[Region labeling records]
>> Begin

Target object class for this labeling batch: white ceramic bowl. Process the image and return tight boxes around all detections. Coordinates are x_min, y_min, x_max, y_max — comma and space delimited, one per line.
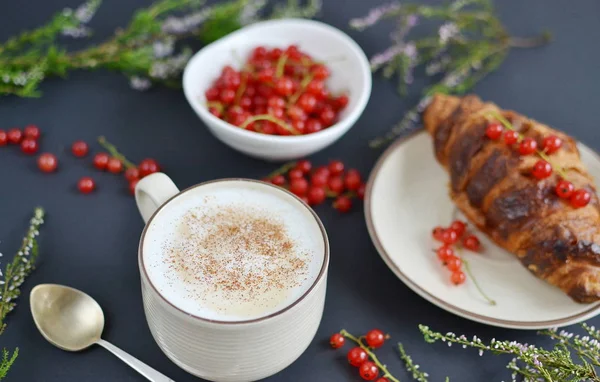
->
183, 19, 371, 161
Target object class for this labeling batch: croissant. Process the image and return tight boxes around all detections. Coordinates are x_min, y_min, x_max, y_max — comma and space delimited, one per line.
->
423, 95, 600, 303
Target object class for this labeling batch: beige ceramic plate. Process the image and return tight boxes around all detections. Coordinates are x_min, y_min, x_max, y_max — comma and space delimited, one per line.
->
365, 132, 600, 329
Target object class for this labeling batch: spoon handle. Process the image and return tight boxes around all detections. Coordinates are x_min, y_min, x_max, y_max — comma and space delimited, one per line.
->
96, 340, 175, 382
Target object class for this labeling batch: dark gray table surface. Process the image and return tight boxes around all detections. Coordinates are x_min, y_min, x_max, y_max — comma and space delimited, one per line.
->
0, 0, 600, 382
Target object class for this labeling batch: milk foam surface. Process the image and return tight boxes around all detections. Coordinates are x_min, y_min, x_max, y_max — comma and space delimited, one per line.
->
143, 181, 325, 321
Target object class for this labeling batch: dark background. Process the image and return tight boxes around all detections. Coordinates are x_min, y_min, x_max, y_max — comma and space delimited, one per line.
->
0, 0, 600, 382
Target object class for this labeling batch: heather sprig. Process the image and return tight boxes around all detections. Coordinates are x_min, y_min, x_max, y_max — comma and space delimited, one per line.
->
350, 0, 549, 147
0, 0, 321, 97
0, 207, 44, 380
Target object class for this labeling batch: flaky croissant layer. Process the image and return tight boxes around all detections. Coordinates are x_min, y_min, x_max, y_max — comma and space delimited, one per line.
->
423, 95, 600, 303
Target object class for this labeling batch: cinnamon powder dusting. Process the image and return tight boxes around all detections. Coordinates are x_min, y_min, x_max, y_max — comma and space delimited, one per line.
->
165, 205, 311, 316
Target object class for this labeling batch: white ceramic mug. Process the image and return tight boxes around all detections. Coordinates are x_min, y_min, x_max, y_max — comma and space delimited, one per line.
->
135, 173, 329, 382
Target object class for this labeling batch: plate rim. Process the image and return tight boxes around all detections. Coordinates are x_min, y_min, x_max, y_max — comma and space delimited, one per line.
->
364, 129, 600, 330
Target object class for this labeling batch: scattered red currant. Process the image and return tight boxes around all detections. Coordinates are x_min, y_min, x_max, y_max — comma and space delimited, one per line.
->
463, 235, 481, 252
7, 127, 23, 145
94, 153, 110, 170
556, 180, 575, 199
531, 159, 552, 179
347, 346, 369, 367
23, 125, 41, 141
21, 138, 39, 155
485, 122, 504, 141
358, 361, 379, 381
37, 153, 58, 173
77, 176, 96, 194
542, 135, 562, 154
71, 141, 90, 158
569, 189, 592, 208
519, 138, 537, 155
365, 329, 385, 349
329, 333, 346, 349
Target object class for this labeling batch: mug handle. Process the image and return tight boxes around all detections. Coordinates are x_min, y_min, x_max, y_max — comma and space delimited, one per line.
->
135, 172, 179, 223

>> End

### [What you should do]
Rewrite all of the records with "labeling batch" swapped for "annotation batch" everywhere it occurs and nothing else altered. Omit the pictures from your output.

### [Solution for this problem]
Target object class for this annotation batch: white ceramic bowl. Process the image and return tight boxes around all detections. Coordinates are x_min, y_min, x_max, y_max — comma and space delimited, one per line.
->
183, 19, 371, 161
Target object class for this annotation batch: croissant. Process the image and return tight boxes around all detections. Coordinates are x_min, y_min, x_max, y_max — comma and space delimited, one per line.
->
423, 95, 600, 303
Target object class for this annotation batch: beige ceramic plate. Process the image and return tight boxes around all detections. Coordinates are x_min, y_min, x_max, y_max — comma and space delimited, one per line.
->
365, 132, 600, 329
Target object class for this annotation batch: spoon handle. Process the image and return tight boxes around all detections. Coordinates are x_min, y_min, x_max, y_max — comma and space delimited, one per line.
->
96, 340, 175, 382
Target object class for this annotation batch: dark gray table surface. Process the image and return tight boxes around all detections. Coordinates are x_min, y_min, x_max, y_max — comma and space delimited, one per line.
->
0, 0, 600, 382
Target object class for this annotation batch: milk foam surface. Process the image and return tight boxes around all detections. Coordinates are x_min, y_min, x_max, y_max — comma and space delimited, one per line.
->
143, 181, 325, 321
Target object class for this annotation batch: dark background. Process the image and return tight boxes around all detections. Coordinates are x_min, y_min, x_max, y_max — comma and space delimited, one per line.
->
0, 0, 600, 382
Target object class for this annotation batch: heather sprig. Process the image and return tight boxes around all detections. Coordinates are x_min, y_min, x_max, y_max — comma and space delimited, one per line.
->
350, 0, 549, 147
0, 0, 321, 97
0, 207, 44, 380
Target object class for this annotation batch: flaky croissant layer. Process the image and return tight boxes around all detections. Coordinates are x_min, y_min, x_max, y_max — comma and space delimited, one per line.
->
423, 95, 600, 303
Target object class for this annotation batch: cinnamon powder dusting. Process the image and return tight boxes around all detections. Coordinates are x_min, y_min, x_max, y_max — comma and space delimited, one per line.
->
165, 205, 311, 316
Target object class for this annotation batch: white ceramic mug. Process the image and return tight boxes around all detections. Coordinates are x_min, y_min, x_max, y_max — comma and space delimited, one per line.
->
135, 173, 329, 382
Target object class for this annotation batch: plate rim. Process the image and return tight boxes around all detections. Coordinates are x_min, y_min, x_max, y_max — comma and space delimited, one per line.
->
364, 129, 600, 330
Target object class for this annotation batch: scattered red currant. Process the image and return tight boxes around all detections. Coordinates are x_min, y_min, x_max, y_max — comma and space delimited, one per line.
->
463, 235, 481, 252
7, 127, 23, 145
94, 153, 110, 170
556, 180, 575, 199
531, 159, 552, 179
347, 346, 369, 367
23, 125, 41, 141
21, 138, 39, 155
485, 122, 504, 141
358, 361, 379, 381
37, 153, 58, 173
77, 176, 96, 194
542, 135, 562, 154
71, 141, 90, 158
569, 189, 592, 208
519, 138, 537, 155
365, 329, 385, 349
329, 333, 346, 349
Target object class for this annotation batch: mug handle. Process the image and return tight boxes around all detections. Coordinates are x_min, y_min, x_max, y_max — comma and space delimited, one per line.
->
135, 172, 179, 223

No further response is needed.